RECORDS SHOWN START

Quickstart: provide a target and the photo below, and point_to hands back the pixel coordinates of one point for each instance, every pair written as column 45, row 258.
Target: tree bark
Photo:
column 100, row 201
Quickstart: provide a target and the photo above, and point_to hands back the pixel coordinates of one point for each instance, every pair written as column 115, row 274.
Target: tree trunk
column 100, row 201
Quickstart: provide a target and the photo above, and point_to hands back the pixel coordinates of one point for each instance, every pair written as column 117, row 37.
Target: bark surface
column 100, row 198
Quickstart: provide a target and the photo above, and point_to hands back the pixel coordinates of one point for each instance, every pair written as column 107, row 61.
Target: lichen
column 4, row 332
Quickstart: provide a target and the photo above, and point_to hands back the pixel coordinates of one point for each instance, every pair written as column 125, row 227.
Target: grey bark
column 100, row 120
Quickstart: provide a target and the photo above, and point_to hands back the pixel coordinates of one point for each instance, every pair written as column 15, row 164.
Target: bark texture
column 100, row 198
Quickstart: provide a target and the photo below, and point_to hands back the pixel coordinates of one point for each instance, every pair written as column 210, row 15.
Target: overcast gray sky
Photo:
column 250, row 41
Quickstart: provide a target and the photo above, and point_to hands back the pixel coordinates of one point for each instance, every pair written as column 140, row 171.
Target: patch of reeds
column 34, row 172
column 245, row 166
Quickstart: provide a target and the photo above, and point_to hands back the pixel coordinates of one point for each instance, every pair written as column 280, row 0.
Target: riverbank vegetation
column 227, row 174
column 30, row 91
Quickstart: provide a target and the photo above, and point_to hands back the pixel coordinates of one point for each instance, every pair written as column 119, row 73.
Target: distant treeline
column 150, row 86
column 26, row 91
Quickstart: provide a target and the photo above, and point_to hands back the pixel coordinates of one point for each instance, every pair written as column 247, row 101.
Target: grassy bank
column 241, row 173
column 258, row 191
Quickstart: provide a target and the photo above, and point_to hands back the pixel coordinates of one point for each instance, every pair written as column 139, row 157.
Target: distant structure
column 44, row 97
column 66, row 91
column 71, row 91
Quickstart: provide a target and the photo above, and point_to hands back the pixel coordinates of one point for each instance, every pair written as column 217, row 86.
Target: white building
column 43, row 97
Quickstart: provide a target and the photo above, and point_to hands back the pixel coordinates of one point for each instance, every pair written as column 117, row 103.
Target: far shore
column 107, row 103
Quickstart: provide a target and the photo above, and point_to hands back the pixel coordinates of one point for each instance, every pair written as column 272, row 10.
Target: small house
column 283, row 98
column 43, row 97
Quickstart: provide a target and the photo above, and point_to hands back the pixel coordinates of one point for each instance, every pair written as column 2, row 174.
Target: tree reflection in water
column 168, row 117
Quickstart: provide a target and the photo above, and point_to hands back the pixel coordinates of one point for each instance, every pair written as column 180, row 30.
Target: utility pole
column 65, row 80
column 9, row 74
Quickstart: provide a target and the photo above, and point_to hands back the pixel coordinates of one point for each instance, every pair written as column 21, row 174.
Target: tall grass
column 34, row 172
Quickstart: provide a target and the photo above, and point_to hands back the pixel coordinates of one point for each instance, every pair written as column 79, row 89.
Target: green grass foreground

RECORDS SHOWN END

Every one of the entries must be printed exactly.

ANSWER SPACE —
Quickstart: provide a target and the photo below, and point_to hands back the pixel coordinates of one point for each instance, every pair written as column 45, row 258.
Target: tree bark
Photo:
column 100, row 201
Quickstart: provide a target and the photo above, and point_to hands back the pixel coordinates of one point for each instance, every pair written as column 115, row 274.
Target: tree trunk
column 100, row 201
Quickstart: provide a target and the photo above, and point_to hands back the pixel coordinates of one point for each instance, every pair written as column 117, row 37.
Target: bark surface
column 100, row 198
Quickstart: provide a target and the photo above, and point_to hands back the pixel coordinates of one point for each instance, every pair written as column 107, row 61.
Target: lichen
column 4, row 332
Quickstart: provide a target and the photo above, and point_to hands back the pixel coordinates of one point for each instance, every pair written as column 125, row 227.
Target: grey bark
column 100, row 120
Quickstart: provide a target and the photo above, and point_to hands back the pixel coordinates of one point for each instance, every pair written as column 15, row 164.
Target: bark texture
column 100, row 198
Quickstart: provide a target and the photo below, and point_to hands back the pixel coordinates of one point for each instance, every pair written as column 210, row 15.
Target: overcast gray sky
Photo:
column 250, row 41
Quickstart: provide a target and the photo above, and point_to hands back the pixel coordinates of one point for each instance, every pair written as column 140, row 171.
Target: patch of reeds
column 34, row 172
column 245, row 166
Quickstart: provide a target and the photo above, and point_to hands back the pixel coordinates of one point for each instance, every pair written as column 280, row 0.
Target: riverbank vegetation
column 227, row 174
column 30, row 91
Quickstart: provide a target and the photo above, and point_to hands back the pixel coordinates of one point for each instance, every pair written as column 119, row 73.
Target: distant treeline
column 150, row 86
column 26, row 91
Quickstart: provide a target and the photo above, and point_to hands back the pixel coordinates of one point for each instance, every pair written as column 247, row 101.
Target: grassy bank
column 241, row 173
column 258, row 191
Quickstart: provide a target and the photo above, and point_to hands back the pixel coordinates of one point for each instance, every pair written as column 139, row 157.
Target: distant structure
column 44, row 97
column 66, row 91
column 71, row 91
Quickstart: provide a target and the photo above, and point_to hands back the pixel coordinates of one point for each instance, every pair written as column 217, row 86.
Target: white building
column 43, row 97
Quickstart: provide a target and the photo above, and point_to hands back the pixel coordinates of one point for each instance, every pair written as column 117, row 103.
Target: far shore
column 107, row 103
Quickstart: provide a target and the photo above, and point_to hands back the pixel coordinates of one point for each instance, every pair written as column 272, row 10.
Target: small house
column 283, row 98
column 43, row 97
Quickstart: provide a target and the photo above, and point_to hands back the pixel coordinates of one point for each instance, every pair written as column 2, row 174.
Target: tree reflection in water
column 168, row 117
Quickstart: provide a target and the photo above, and point_to hands back the pixel coordinates of one point for each instance, every pair written as column 180, row 30.
Target: utility pole
column 65, row 80
column 9, row 74
Quickstart: provide a target and the photo above, and point_to hands back the pixel coordinates of one point for each instance, every pair written as column 21, row 174.
Target: tall grass
column 34, row 172
Quickstart: provide a target and the photo above, and point_to hands back the pixel coordinates of one point for each instance, every pair written as column 79, row 89.
Target: green grass foreground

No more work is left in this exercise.